▶ Object pointing dataset rows:
+ + + +
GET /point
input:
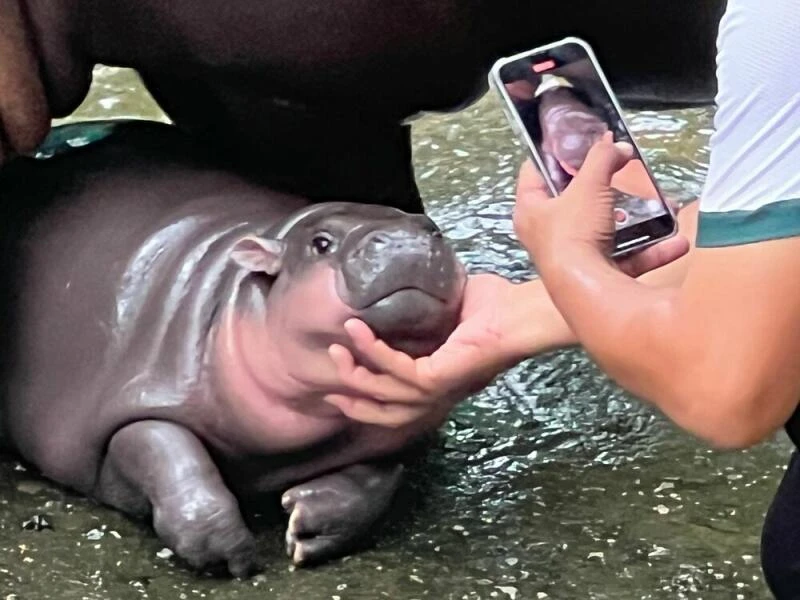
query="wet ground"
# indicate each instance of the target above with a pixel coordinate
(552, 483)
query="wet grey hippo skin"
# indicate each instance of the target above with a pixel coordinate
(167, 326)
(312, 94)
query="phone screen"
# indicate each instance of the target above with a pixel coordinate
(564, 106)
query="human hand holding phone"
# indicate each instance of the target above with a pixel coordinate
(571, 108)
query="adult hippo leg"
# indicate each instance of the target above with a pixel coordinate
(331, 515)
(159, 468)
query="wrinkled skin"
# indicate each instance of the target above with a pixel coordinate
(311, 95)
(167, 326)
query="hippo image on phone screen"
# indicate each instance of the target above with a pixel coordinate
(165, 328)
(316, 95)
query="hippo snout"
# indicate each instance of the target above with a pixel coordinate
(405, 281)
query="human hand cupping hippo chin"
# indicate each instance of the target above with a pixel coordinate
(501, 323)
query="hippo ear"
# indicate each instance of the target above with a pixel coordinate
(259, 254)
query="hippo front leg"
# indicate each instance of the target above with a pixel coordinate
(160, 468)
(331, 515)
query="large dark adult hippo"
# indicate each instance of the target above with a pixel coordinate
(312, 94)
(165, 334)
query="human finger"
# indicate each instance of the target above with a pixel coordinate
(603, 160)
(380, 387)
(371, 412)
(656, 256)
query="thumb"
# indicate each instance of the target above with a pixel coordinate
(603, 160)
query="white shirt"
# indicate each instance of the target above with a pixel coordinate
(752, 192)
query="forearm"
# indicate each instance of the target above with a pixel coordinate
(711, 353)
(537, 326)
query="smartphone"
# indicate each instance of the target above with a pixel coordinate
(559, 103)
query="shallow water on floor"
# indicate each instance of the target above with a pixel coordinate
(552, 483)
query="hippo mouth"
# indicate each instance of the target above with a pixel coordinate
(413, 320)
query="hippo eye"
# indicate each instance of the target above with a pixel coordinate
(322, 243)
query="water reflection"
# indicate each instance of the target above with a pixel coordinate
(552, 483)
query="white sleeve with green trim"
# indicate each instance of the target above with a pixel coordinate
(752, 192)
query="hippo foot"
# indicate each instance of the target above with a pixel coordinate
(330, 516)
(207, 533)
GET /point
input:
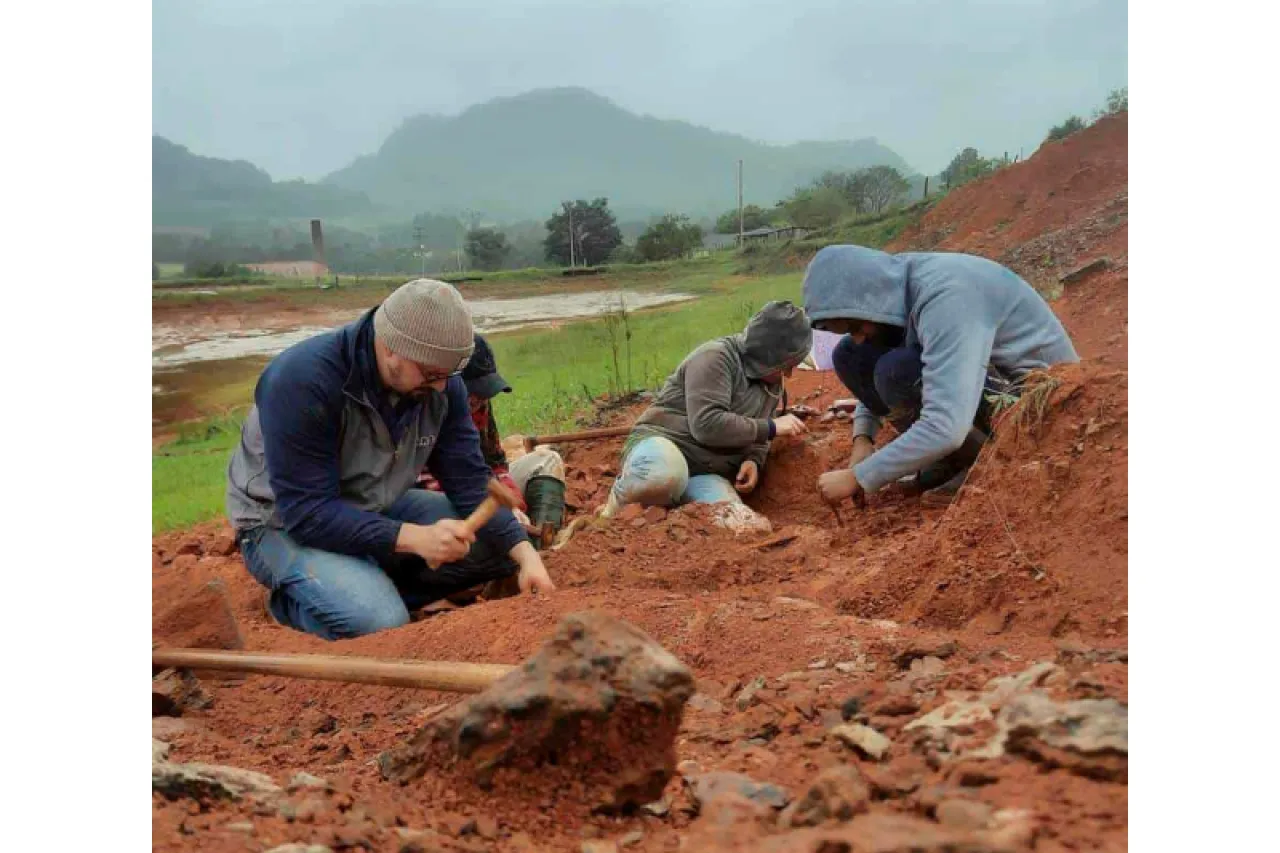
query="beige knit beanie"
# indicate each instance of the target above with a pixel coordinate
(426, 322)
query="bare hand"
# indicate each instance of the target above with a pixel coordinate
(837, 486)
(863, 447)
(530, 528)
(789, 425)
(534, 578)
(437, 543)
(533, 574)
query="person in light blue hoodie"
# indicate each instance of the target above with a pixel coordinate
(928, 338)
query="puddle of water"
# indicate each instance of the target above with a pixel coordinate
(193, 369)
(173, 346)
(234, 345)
+ + + +
Write out the entries again, exactly as given, skipping any images.

▶ Task output:
GET /point
input:
query="wet ground"
# indicate each instance of the target above with a pixel coordinate
(552, 483)
query="wet grey hippo skin"
# indicate each instance of the target above with a pixel coordinate
(167, 326)
(312, 94)
query="phone screen"
# indicate each instance of the target above with a pixel coordinate
(564, 106)
query="human hand holding phone"
# indicate each instance of the target above with a pixel coordinate
(571, 108)
query="adult hippo leg"
# indicate each instance of the target above with a pixel coordinate
(331, 515)
(159, 468)
query="wrinkled skin"
# indicate each instance of the target above with a pixel coordinate
(311, 95)
(167, 326)
query="hippo image on phone screen"
# indicate each instance of the target above with a pixel coordinate
(165, 328)
(316, 95)
query="hippo snout"
# indicate each instance of the target above with a pixel coordinate
(405, 281)
query="human hand cupping hippo chin"
# indicate each instance of the target above with a pixel coordinate
(501, 323)
query="hippo ear"
# indicate each instance of the target above with a pixel coordinate
(259, 254)
query="hippo front leg"
# indicate each instance of the target above with a pixel coordinate
(160, 468)
(331, 515)
query="large dark adult hippo"
# indicate each instance of the target above with a pixel coordinate
(312, 94)
(165, 334)
query="human finger"
# indicate each instance of the target above with a pixel coordinate
(603, 160)
(380, 387)
(371, 412)
(656, 256)
query="thumb"
# indicate each instance of the target above with a pixel coordinate
(603, 160)
query="white shirt"
# indicate each instance of the target above with a pixel coordinate
(752, 192)
query="forearm"
# indicate each instance of the target above with a pixel coordinate
(711, 353)
(537, 326)
query="smartphone"
# indicate each instance of the target above with a pixel coordinate
(559, 103)
query="shallow water on floor"
# indicate each instance of the target above with a pixel coordinate
(552, 483)
query="hippo mouth"
# indicate each instance of the target above with a pixel coordinate
(413, 320)
query="hippo eye"
# indicate each instance of the target above with a pixel coordinate
(322, 243)
query="water reflection"
# indicate each instance of the target above with a pixel coordinate
(552, 483)
query="white sleeve with green trim"
# indicate each instance of the target above with a pixel coordinate
(752, 192)
query="hippo foot"
# indicate each instance of the target above with a pixel coordinate
(330, 516)
(207, 533)
GET /point
input:
query="beige knit beanie"
# indicate each instance of the target above with a pixel coordinate
(426, 322)
query="bare hand"
# indicate each instance of the target above with a pixel coordinate
(837, 486)
(863, 447)
(530, 528)
(789, 425)
(534, 578)
(437, 543)
(533, 574)
query="person in light blue hoodie"
# indicate each instance of the target above with a pixel coordinate
(928, 338)
query="puddle of water"
# indicate each instance of the target above with a pixel coordinate
(193, 369)
(173, 346)
(234, 345)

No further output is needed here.